[A run of records]
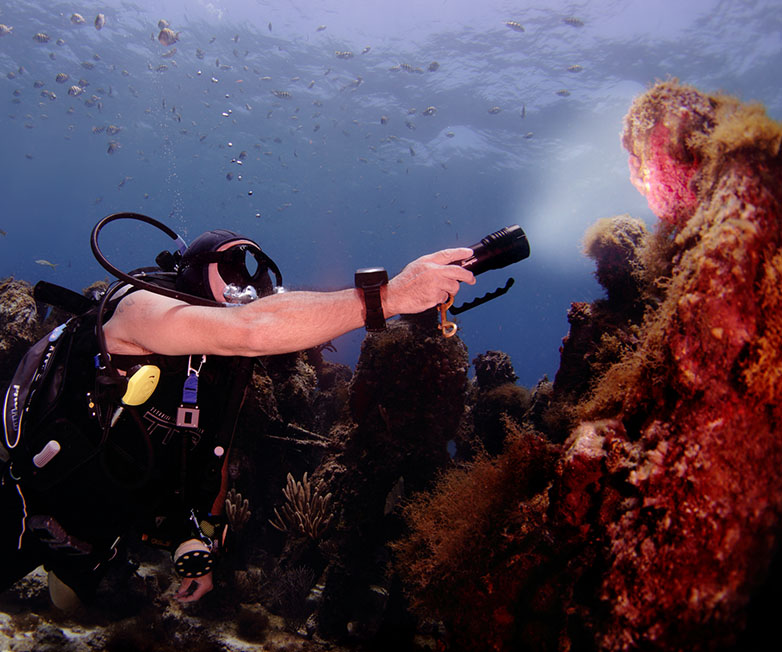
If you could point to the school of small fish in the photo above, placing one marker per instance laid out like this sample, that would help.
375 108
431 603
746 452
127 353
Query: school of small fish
235 75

Required work: Excluding the pictures, reproduce every entry exactly as given.

Response to the task:
If you could point to the school of small fish in the photo above, placing one marker per instance laid out like this sample, that would help.
375 108
431 603
746 452
127 353
Query: school of small fish
235 75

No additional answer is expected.